#### [Data provided]

⁂

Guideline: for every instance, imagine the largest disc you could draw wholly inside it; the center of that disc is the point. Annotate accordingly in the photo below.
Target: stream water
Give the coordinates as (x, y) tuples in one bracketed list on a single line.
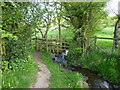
[(94, 81)]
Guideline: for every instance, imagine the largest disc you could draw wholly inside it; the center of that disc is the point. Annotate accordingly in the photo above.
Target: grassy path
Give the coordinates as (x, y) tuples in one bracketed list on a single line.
[(43, 73)]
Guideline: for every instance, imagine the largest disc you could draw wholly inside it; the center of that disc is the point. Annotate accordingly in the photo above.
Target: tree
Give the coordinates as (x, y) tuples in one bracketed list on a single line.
[(16, 30), (84, 17)]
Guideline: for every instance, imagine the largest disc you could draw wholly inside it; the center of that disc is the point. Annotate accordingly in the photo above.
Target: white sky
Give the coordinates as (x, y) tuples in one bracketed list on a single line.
[(112, 7)]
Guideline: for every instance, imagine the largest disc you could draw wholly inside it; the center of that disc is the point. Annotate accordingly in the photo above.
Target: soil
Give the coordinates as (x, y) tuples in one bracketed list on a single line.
[(43, 74)]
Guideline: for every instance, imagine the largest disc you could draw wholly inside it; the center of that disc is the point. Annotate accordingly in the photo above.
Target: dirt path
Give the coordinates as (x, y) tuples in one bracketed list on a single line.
[(43, 74)]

⁂

#### [What you need to do]
Reproduce the data from its start through the line containing "[(16, 30), (84, 17)]", substituting "Instruction" for every "Guideline" and changing nothing else. Leave out the pictures.

#### [Task response]
Instruction: for every instance, imagine the largest disc you could draw wholly inside it; the center of that disc is the point. Annotate accordingly in the photo below.
Target: stream water
Give the coordinates as (x, y) tuples in one bracketed list on a single line.
[(94, 81)]
Instruction: for every instance, imagine the largest disc you could draw wholly inside it; the center of that disc is the point. Annotate accordingly in the photo above.
Target: grassy path
Give the coordinates as (x, y) tuples in one bracketed list on a single line.
[(43, 73)]
Instruction: for every instance, imagine the largest disc you could draw wholly inside it; the center of that disc is the point. Annotate accordingly in the photo above.
Target: tree
Give the coordinates as (x, y) tuples in one bracketed list on a single line.
[(16, 30), (84, 17)]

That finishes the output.